-- Start Extracted data --

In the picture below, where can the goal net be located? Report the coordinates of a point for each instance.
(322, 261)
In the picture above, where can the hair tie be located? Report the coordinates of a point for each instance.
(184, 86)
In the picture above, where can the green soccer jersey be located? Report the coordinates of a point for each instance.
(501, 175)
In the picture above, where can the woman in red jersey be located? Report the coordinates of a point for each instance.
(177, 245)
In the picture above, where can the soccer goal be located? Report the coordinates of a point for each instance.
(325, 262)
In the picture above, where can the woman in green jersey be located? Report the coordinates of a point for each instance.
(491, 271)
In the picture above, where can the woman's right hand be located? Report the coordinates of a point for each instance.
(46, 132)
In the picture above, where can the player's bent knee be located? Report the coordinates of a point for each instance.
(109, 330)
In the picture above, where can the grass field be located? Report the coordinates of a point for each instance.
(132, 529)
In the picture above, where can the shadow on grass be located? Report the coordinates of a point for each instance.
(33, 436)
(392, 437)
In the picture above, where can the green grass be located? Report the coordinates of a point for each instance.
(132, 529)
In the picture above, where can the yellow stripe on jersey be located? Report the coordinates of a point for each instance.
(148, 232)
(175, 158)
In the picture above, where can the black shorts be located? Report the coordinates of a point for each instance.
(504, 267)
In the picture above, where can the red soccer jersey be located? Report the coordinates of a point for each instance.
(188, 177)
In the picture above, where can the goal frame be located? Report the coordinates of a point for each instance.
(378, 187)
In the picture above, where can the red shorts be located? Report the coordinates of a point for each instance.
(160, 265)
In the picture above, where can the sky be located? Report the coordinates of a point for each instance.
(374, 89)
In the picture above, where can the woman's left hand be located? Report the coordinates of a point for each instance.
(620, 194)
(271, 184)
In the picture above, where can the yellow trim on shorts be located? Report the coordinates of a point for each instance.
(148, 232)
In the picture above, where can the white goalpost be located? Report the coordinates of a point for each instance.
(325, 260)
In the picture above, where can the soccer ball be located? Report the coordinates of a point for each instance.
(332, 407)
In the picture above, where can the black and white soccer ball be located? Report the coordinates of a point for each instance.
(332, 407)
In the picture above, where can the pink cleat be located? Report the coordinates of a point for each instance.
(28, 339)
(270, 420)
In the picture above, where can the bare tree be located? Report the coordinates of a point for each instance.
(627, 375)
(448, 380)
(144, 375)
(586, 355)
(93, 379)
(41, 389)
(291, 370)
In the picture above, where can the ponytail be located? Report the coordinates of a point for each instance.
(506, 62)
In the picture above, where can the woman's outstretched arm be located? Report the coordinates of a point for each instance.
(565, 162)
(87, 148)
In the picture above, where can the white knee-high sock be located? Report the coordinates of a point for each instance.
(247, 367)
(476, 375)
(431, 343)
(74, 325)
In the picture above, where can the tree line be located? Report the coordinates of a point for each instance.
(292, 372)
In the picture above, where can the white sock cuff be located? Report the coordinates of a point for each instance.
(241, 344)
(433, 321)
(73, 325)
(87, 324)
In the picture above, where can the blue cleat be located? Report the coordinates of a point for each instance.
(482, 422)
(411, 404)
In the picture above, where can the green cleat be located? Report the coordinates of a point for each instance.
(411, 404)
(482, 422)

-- End Extracted data --

What this task involves:
Return all of the data word for word.

Full response:
In the picture below, where can the goal net be located? Report the coordinates of a point for each instance.
(322, 261)
In the picture above, where can the hair tie be located? Report the coordinates of a point for each instance.
(184, 86)
In the picture above, where can the green soccer jersey be located? Report the coordinates of a point for each instance.
(501, 175)
In the picture above, where can the woman in red jersey be located? Report the coordinates of a point for each instance.
(177, 245)
In the picture above, where can the soccer goal be located? Report the coordinates of a point for each instance.
(325, 262)
In the picture above, where can the woman in green jersey be located? Report the coordinates of a point for each instance.
(491, 271)
In the picture above, where can the woman's right hand be located? Report the coordinates of a point for each instance.
(46, 132)
In the picture above, where can the player's bent knee be located? Report the coordinates of a point for each instance.
(109, 330)
In the picture above, where can the grass field be located? Report the coordinates of a point for each instance.
(132, 529)
In the picture above, where can the shadow on grass be located? Report the coordinates of a point for each instance.
(33, 436)
(392, 437)
In the picture above, where can the green grass be located? Report the coordinates of a point for each instance.
(132, 529)
In the picture above, where can the yellow stripe on jersey be located? Report the coordinates of a point for each instance.
(148, 232)
(175, 158)
In the picture above, where can the black shorts be located? Report the coordinates of a point for each instance.
(504, 267)
In the picture above, where can the red soccer jersey be located? Report the coordinates of a point for each instance.
(188, 177)
In the picture above, where can the goal frame be located? Report the coordinates of a point for each instance.
(378, 187)
In the picture above, where can the red shorts be located? Report the coordinates of a point for each instance.
(160, 265)
In the picture above, where can the sky be located? Report the coordinates of a point for each instance.
(374, 89)
In the picture above, where can the woman's left hand be located? Report the coordinates of a point for each instance.
(620, 194)
(271, 184)
In the picture above, where can the yellow trim on shorts be located? Report the coordinates of a point for each instance.
(148, 232)
In the picture above, where can the white goalpost be located? Report the coordinates of a point for each instance.
(325, 260)
In the picture above, where can the soccer ball be located? Report the coordinates of a point for each instance.
(332, 407)
In the picture above, where can the black and white soccer ball be located? Report the coordinates of a point for each instance.
(332, 407)
In the picture above, where can the pink cleat be located? Report the coordinates of a point for each instance.
(28, 339)
(270, 420)
In the picture above, where can the bare tree be located? Report the coordinates of a point for each instance.
(627, 375)
(448, 380)
(144, 375)
(586, 355)
(93, 379)
(41, 389)
(291, 370)
In the picture above, where can the ponytail be located? Report the coordinates of a point for each instance.
(506, 62)
In the picture above, where can the woman's outstretched arm be located? Report the coordinates of a point for each instance.
(565, 162)
(87, 148)
In the picture above, where can the white knee-high sock be located? Report the coordinates of a point for each instance.
(247, 367)
(476, 375)
(431, 343)
(74, 325)
In the picture above, where can the tree line be located? Report the coordinates of a point for each instance.
(292, 372)
In the picture above, where can the white sock cuff be located? Report the coordinates of a point for each instance.
(241, 344)
(433, 321)
(73, 325)
(87, 324)
In the picture above, where can the blue cleat be located? Report the coordinates of a point for each instance.
(482, 422)
(411, 404)
In the picture above, where can the green cleat be located? Report the coordinates of a point for each instance.
(411, 404)
(482, 422)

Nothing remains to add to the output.